**Exercise brief:** Copy everything from the line containing "like x=343 y=416." down to the line containing "x=350 y=220", both included, and swap "parked car" for "parked truck" while keeping the rest unchanged.

**Dataset:**

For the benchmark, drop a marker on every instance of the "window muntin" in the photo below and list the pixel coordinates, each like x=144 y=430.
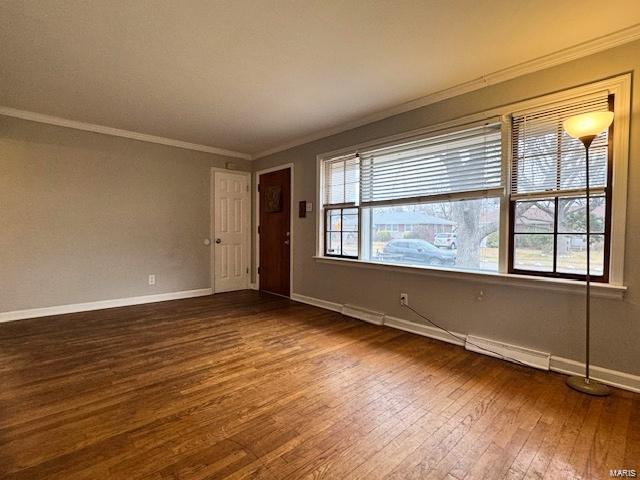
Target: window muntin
x=341 y=232
x=548 y=194
x=562 y=252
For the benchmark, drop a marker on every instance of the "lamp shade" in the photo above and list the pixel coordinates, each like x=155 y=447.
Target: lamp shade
x=587 y=124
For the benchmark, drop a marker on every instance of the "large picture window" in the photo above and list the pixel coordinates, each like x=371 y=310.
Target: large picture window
x=432 y=201
x=548 y=194
x=506 y=194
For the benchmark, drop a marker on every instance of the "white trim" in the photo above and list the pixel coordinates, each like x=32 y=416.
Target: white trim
x=101 y=304
x=584 y=49
x=316 y=302
x=212 y=233
x=560 y=285
x=256 y=176
x=117 y=132
x=536 y=359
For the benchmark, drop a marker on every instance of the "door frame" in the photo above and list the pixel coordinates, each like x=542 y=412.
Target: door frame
x=212 y=225
x=256 y=182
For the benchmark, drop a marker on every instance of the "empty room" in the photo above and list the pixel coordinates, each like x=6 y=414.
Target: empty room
x=319 y=239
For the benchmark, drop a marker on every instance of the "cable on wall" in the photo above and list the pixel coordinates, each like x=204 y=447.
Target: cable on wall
x=464 y=339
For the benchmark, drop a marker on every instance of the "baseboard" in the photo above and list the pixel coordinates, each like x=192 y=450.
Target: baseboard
x=99 y=305
x=369 y=316
x=615 y=378
x=534 y=358
x=505 y=351
x=316 y=302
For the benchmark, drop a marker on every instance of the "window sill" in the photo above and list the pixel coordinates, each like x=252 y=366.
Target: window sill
x=602 y=290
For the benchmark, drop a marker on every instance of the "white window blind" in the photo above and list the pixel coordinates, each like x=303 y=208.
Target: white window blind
x=467 y=160
x=547 y=161
x=341 y=180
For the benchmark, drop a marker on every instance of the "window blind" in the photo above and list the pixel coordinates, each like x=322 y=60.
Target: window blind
x=341 y=180
x=466 y=160
x=547 y=161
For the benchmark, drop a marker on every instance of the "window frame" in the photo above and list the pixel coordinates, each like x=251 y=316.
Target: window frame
x=619 y=85
x=604 y=278
x=327 y=212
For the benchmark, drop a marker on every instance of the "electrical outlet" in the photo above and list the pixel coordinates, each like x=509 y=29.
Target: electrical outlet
x=404 y=299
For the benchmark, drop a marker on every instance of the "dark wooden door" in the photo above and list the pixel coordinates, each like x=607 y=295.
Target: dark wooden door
x=275 y=237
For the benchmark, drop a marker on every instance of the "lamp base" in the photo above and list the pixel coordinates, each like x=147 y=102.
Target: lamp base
x=590 y=387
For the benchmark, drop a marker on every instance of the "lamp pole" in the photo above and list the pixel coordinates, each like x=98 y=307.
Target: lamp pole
x=592 y=127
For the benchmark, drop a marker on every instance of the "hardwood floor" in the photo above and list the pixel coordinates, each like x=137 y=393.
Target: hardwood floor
x=249 y=385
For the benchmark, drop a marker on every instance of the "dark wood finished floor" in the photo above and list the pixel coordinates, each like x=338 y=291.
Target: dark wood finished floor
x=249 y=385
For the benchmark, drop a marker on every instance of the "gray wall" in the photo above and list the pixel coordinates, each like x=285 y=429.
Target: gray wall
x=543 y=320
x=86 y=217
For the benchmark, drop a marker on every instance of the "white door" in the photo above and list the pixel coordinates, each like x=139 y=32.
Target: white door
x=231 y=231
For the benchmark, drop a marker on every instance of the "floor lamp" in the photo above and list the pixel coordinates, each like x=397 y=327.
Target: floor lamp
x=586 y=127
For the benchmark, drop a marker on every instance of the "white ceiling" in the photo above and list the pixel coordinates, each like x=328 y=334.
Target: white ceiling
x=249 y=75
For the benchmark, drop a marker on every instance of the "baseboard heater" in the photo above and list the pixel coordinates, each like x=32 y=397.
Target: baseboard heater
x=377 y=318
x=505 y=351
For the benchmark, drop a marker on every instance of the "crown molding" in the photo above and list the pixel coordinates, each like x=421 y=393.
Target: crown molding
x=580 y=50
x=116 y=132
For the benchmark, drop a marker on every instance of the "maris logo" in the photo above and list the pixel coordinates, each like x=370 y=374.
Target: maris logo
x=623 y=473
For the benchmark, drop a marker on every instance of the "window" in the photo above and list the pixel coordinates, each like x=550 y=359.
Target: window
x=341 y=232
x=548 y=194
x=500 y=191
x=392 y=204
x=341 y=190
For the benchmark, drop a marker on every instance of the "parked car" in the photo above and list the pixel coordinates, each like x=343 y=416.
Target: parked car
x=446 y=240
x=417 y=251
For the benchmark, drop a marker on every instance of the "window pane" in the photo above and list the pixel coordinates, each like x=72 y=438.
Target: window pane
x=333 y=244
x=572 y=254
x=572 y=215
x=335 y=220
x=534 y=216
x=350 y=244
x=461 y=234
x=533 y=252
x=350 y=220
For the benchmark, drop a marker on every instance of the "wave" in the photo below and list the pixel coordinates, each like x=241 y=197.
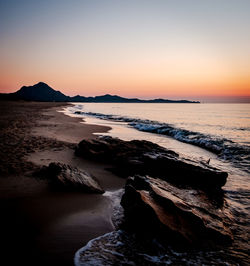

**Response to this exercise:**
For the benchmark, drop a marker on every instance of the "parked truck" in the photo above and list the pixel coordinates, each like x=343 y=416.
Target: parked truck
x=446 y=240
x=417 y=251
For the benchmark, drop a marker on every instance of the "window pane" in the photo above and list the pixel coordinates, each like x=72 y=438.
Target: window pane
x=333 y=244
x=572 y=254
x=572 y=215
x=335 y=220
x=534 y=216
x=350 y=244
x=461 y=234
x=533 y=252
x=350 y=220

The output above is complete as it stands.